- PASSAGE:
Business rules

Published : Jan 18, 2008 00:00 IST

Iceberg melting off Ammassalik Island in Eastern Greenland. A July 19, 2007, photo. The Bali conference was held in the backdrop of many scientific assessments that showed the current rate of world emissions was three times that of the 1990s and that the Arctic ice was disappearing a lot faster than predicted.-JOHN MCCONNICO/AP

Iceberg melting off Ammassalik Island in Eastern Greenland. A July 19, 2007, photo. The Bali conference was held in the backdrop of many scientific assessments that showed the current rate of world emissions was three times that of the 1990s and that the Arctic ice was disappearing a lot faster than predicted.-JOHN MCCONNICO/AP

Bali demonstrated that when profit scores over the planet, the political will to address climate change is in short supply.

Iceberg melting off

The year 2007 will go down in history as the year when a phase shift occurred in global public awareness of the climate change crisis. It will also go down as the year when the people of the world and their future generations were shortchanged by a clique of business interests that manipulate the policies of a few powerful rich countries.

The recently concluded U.N. conference at Bali was held in the backdrop of a three-part consensus report produced by more than 2,500 scientists under the auspices of the U.N.-sponsored body, Intergovernmental Panel on Climate Change (IPCC), that catalogued the current and likely impact of the unmitigated release into the atmosphere of greenhouse gases, mainly due to the burning of coal and oil. It further re-asserted the widely held view that exceeding a heating up of the planet by more than 2C from pre-industrial levels (even if James Hansen, who heads the NASA Goddard Institute of Space Studies, U.S., puts it at 1.7C) of which we have already committed to more than 1.2C through past emissions would be too disastrous to contemplate for life on earth.

The Bali conference was held in the backdrop of latest scientific assessments which showed the IPCC estimates to be very conservative, that the current rate of world emissions was three times that of the 1990s, exceeding the IPCCs worst-case scenario, and that the Arctic ice was screaming, disappearing a lot faster than predicted.

It was held in the backdrop of the understanding that this galloping pace of anticipated warming implied that species losses would accelerate, the Amazon rainforest could disappear sooner, natural disasters would intensify faster, vector diseases would spread even more, the water crisis would worsen, food production would decline more rapidly, the sea level would rise much higher and there would be millions of deaths and cases of displacement of people as a result of all these catastrophes.

There was the further backdrop that the real scientific consensus on what was required to keep the warming to about 2C was becoming more and more visible through the fog of deliberate propaganda, hoping against hope, disbelief, avoidance of scaremongering tag and frank fudging to accommodate political reality. It was becoming clearer and clearer that it was not 550 parts per million (ppm), nor even 450 ppm, but 400 ppm of carbon dioxide concentration in the atmosphere (that would amount to nearly 450 ppm of carbon dioxide equivalent of all greenhouse gases that cause global warming) that should be the cap to keep the risk of exceeding 2C warming within reasonable limits. Against this target, the current concentration is 383 ppm, growing at 19 ppm a decade at present, a 25 per cent climb from the rate of increase of the last decade.

- TASKS TO CARRY OUT:
[1] Based on the climate change article, mark each statement as yes or no and quote the words that decide it. (a) The IPCC consensus report was produced by more than 2,500 scientists. (b) The current carbon dioxide concentration in the atmosphere is 450 ppm. (c) The current rate of world emissions is half that of the 1990s.
[2] According to the climate change article, who heads the NASA Goddard Institute of Space Studies?
[3] Reproduce the stretch of the climate change article from "It was held" through "all these catastrophes.".

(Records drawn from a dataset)
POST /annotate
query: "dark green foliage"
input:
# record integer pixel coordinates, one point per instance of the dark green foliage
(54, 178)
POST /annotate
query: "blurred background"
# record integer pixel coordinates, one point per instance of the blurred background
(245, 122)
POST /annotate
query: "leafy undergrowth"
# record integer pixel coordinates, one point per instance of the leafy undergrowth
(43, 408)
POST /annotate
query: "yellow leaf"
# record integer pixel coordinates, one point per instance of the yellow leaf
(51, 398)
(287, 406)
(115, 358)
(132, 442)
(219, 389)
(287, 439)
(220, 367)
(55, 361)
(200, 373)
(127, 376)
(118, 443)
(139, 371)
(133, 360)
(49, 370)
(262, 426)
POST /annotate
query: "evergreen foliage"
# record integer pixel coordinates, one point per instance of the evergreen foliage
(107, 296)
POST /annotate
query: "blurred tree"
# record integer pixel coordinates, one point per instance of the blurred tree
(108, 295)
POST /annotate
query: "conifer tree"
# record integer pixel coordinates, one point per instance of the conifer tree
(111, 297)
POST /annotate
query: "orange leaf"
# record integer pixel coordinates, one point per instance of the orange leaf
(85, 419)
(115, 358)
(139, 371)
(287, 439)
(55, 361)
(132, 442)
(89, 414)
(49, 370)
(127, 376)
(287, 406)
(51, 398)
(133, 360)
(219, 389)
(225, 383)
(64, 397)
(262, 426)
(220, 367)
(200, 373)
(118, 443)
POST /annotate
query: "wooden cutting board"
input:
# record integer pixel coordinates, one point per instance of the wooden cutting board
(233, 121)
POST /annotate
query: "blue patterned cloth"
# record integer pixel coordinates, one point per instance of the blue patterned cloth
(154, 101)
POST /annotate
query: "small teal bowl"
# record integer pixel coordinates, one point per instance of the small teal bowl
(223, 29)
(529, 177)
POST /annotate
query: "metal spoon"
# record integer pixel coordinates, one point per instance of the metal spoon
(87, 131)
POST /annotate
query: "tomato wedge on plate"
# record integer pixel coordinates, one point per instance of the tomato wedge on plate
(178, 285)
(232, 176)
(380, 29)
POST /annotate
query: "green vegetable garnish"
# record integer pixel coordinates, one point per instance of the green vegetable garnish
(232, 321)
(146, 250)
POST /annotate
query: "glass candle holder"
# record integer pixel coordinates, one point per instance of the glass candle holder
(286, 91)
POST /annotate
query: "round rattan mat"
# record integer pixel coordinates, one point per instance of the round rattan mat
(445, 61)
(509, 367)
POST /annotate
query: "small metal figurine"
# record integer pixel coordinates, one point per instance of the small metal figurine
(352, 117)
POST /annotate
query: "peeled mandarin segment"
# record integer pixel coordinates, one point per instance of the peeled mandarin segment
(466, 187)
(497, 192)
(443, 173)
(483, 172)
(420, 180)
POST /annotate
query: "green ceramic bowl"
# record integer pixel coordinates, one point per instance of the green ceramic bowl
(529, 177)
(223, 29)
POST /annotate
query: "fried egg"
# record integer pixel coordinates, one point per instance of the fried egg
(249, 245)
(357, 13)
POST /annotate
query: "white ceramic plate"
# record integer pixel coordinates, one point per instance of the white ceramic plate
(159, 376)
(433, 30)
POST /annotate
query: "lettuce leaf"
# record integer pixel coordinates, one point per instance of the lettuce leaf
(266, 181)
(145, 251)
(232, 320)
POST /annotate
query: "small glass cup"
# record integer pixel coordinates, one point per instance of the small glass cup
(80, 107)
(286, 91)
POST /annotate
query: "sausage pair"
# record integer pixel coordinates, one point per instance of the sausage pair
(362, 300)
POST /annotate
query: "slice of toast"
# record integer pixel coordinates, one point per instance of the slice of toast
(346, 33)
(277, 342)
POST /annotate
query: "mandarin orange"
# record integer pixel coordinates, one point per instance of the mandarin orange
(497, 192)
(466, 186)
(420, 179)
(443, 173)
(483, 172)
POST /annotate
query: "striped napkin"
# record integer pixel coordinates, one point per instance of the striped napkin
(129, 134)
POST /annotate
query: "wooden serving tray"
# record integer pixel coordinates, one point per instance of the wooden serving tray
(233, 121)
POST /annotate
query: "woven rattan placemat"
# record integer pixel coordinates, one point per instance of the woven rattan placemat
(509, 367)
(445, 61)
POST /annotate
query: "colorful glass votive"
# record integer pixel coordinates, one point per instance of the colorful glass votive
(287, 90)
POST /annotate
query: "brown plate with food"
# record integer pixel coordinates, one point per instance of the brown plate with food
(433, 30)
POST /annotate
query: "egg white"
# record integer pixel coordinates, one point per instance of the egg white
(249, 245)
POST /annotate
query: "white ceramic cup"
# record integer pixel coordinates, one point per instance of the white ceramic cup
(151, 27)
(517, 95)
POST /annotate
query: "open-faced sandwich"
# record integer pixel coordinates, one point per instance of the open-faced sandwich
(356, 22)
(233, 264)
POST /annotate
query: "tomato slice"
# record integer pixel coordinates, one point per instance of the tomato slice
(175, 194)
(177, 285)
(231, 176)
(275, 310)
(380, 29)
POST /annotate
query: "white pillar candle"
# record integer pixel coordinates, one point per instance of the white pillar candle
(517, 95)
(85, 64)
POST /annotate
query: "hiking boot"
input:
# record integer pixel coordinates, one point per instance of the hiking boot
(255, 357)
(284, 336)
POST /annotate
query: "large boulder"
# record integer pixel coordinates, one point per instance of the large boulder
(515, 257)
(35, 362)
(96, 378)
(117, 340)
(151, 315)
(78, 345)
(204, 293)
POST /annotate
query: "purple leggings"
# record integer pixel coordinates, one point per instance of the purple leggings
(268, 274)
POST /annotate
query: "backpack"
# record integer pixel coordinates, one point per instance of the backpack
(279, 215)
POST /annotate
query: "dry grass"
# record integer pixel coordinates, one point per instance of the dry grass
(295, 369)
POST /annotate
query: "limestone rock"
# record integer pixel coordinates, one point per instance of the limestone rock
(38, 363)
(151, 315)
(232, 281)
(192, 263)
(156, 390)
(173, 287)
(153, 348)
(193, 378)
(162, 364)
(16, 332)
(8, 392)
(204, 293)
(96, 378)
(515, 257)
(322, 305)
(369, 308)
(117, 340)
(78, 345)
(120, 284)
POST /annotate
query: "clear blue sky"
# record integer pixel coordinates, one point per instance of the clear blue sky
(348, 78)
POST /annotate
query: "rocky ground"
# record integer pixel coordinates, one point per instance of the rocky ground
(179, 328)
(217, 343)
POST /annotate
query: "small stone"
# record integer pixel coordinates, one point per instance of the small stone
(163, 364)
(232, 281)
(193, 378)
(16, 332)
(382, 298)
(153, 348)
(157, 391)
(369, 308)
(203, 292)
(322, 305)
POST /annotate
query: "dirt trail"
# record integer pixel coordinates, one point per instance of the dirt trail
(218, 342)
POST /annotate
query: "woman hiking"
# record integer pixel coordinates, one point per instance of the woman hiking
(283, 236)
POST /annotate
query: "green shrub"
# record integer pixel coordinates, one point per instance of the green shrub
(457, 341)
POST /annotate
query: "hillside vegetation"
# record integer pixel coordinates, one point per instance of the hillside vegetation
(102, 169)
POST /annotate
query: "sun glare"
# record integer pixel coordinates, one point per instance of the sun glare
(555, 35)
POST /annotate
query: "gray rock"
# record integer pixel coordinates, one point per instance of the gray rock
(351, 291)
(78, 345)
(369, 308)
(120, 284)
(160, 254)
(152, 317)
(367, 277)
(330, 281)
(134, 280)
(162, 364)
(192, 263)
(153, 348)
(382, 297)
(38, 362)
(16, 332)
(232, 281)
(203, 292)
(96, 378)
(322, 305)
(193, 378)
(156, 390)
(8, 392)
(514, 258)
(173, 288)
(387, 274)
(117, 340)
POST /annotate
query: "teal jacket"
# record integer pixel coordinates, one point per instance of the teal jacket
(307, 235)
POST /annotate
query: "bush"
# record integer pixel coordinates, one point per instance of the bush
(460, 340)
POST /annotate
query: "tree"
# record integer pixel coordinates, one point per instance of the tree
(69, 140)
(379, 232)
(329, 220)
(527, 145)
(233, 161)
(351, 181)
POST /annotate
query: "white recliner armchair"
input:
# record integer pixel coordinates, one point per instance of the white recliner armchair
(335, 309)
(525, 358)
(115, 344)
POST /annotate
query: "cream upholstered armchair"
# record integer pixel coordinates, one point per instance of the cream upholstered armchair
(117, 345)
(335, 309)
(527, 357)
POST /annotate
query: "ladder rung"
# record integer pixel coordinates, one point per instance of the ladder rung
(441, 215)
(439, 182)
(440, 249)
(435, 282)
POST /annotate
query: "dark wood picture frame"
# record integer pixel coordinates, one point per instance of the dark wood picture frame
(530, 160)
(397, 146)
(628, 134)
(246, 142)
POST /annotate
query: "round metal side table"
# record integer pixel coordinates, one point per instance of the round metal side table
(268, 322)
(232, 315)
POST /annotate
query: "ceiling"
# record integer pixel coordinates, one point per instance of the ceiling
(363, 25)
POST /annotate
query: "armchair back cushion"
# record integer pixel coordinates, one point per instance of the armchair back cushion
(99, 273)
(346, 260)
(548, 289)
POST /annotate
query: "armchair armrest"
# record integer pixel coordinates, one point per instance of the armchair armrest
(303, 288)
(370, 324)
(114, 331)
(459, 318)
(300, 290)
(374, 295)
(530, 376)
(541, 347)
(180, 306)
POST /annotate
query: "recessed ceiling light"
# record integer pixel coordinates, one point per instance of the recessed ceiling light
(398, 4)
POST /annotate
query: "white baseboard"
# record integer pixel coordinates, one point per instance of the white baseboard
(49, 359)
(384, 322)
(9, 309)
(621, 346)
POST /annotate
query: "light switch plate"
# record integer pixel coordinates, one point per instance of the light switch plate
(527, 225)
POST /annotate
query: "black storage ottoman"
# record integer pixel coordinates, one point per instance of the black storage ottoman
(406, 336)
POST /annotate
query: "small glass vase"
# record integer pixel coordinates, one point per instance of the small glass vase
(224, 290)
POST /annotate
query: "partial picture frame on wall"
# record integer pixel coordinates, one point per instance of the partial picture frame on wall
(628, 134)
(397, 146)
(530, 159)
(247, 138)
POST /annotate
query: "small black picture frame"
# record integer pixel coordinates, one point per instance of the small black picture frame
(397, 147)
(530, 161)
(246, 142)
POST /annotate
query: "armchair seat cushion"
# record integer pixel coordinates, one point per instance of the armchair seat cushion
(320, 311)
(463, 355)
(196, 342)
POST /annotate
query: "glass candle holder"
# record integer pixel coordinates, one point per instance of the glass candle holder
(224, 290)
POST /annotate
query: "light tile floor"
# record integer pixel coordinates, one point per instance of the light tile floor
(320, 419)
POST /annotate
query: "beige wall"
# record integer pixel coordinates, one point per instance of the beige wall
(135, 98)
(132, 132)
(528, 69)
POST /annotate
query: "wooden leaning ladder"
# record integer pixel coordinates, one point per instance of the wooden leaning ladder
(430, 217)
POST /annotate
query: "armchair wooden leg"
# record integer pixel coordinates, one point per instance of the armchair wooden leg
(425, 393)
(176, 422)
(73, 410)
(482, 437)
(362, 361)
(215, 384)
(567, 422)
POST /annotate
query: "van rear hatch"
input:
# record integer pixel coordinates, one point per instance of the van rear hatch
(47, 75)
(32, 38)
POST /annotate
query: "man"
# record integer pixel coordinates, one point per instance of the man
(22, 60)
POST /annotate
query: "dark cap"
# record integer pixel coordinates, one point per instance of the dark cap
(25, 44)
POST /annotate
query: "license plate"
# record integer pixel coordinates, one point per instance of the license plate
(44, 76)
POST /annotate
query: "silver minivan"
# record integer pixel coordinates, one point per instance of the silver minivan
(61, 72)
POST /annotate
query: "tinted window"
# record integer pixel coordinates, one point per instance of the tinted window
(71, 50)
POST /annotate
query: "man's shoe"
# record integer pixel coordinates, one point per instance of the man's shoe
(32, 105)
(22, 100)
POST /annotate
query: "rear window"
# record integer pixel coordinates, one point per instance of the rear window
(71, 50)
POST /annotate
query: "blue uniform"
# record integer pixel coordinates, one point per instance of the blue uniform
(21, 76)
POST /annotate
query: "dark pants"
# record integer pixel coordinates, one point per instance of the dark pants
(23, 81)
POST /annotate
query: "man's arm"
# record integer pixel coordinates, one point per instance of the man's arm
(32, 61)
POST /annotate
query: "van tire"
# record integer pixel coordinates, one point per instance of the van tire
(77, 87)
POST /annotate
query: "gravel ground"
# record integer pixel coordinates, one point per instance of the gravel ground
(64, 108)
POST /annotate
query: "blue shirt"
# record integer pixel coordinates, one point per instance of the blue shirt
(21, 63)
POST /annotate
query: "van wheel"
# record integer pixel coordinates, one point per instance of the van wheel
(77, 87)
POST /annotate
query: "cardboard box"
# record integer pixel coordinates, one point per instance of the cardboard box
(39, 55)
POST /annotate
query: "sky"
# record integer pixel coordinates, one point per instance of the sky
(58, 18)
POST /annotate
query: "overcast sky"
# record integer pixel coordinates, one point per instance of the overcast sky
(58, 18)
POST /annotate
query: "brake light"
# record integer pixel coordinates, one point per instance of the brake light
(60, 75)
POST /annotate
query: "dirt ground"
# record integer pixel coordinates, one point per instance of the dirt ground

- ANSWERS BY TASK:
[1]
(a) Yes: "produced by more than 2,500 scientists"
(b) No: "the current concentration is 383 ppm"
(c) No: "the current rate of world emissions was three times that of the 1990s"

[2] James Hansen

[3]
It was held in the backdrop of the understanding that this galloping pace of anticipated warming implied that species losses would accelerate, the Amazon rainforest could disappear sooner, natural disasters would intensify faster, vector diseases would spread even more, the water crisis would worsen, food production would decline more rapidly, the sea level would rise much higher and there would be millions of deaths and cases of displacement of people as a result of all these catastrophes.